# WHAT YOU ARE ASKED TO DO:
Print out every record exactly as it appears.

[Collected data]
....
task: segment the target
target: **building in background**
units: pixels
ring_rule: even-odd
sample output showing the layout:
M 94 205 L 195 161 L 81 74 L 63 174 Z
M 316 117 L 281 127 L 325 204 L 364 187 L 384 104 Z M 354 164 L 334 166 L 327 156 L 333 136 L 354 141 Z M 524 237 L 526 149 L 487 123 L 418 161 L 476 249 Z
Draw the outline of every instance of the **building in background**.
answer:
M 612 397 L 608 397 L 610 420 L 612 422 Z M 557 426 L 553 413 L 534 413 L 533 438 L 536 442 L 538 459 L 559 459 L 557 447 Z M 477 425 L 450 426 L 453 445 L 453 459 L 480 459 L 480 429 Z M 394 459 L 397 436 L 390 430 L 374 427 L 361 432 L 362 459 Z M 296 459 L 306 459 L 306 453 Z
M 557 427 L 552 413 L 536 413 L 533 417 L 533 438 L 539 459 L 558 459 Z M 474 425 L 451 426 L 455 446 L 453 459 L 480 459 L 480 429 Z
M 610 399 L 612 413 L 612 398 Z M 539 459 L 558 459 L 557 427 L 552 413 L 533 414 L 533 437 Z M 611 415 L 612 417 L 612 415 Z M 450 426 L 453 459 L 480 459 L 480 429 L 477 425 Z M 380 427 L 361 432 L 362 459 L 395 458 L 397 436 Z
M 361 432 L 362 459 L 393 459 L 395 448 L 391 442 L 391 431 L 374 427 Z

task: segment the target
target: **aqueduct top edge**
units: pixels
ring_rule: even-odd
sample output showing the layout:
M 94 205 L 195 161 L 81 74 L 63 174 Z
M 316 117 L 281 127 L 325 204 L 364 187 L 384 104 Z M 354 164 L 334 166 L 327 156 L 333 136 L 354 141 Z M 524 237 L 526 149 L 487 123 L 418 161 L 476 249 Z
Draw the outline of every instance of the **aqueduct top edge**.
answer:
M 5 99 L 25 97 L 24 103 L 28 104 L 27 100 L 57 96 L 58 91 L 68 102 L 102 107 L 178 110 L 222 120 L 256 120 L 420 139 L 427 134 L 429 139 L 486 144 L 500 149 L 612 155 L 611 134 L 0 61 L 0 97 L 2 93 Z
....
# TASK RESULT:
task: segment the target
target: **building in background**
units: pixels
ring_rule: even-odd
sample output showing the layout:
M 94 205 L 195 161 L 81 74 L 63 174 Z
M 316 117 L 281 127 L 325 204 L 364 187 L 384 104 Z M 354 164 L 334 166 L 327 156 L 333 136 L 354 141 Z M 524 237 L 526 149 L 487 123 L 418 161 L 476 249 Z
Draw the outline of every instance of the **building in background**.
answer:
M 612 397 L 608 397 L 610 420 L 612 422 Z M 557 426 L 553 413 L 534 413 L 533 438 L 536 442 L 538 459 L 559 459 L 557 447 Z M 477 425 L 450 426 L 453 445 L 453 459 L 480 459 L 480 429 Z M 394 459 L 397 436 L 390 430 L 374 427 L 361 432 L 362 459 Z M 296 459 L 306 459 L 306 453 Z
M 557 427 L 552 413 L 536 413 L 533 417 L 533 438 L 539 459 L 558 459 Z M 474 425 L 451 426 L 455 446 L 453 459 L 480 459 L 480 429 Z
M 610 399 L 612 413 L 612 398 Z M 539 459 L 558 459 L 557 427 L 552 413 L 533 414 L 533 437 Z M 611 415 L 612 417 L 612 415 Z M 450 426 L 453 459 L 480 459 L 480 429 L 477 425 Z M 380 427 L 361 432 L 362 459 L 395 458 L 397 436 Z
M 361 432 L 362 459 L 393 459 L 395 448 L 391 442 L 391 431 L 374 427 Z

task: segment the target
target: **aqueduct top edge**
units: pixels
ring_rule: even-odd
sample output showing the layout:
M 94 205 L 195 161 L 81 74 L 63 174 Z
M 316 117 L 281 127 L 325 204 L 364 187 L 384 104 Z M 354 164 L 334 166 L 327 156 L 333 136 L 354 141 Z M 524 237 L 526 149 L 487 123 L 418 161 L 476 249 Z
Draw the outline of every instance of the **aqueduct top edge**.
answer:
M 5 99 L 25 97 L 24 103 L 28 104 L 27 100 L 57 96 L 58 91 L 68 102 L 102 107 L 178 110 L 222 120 L 256 120 L 420 139 L 427 134 L 429 139 L 486 144 L 500 149 L 612 155 L 611 134 L 0 61 L 0 97 L 2 93 Z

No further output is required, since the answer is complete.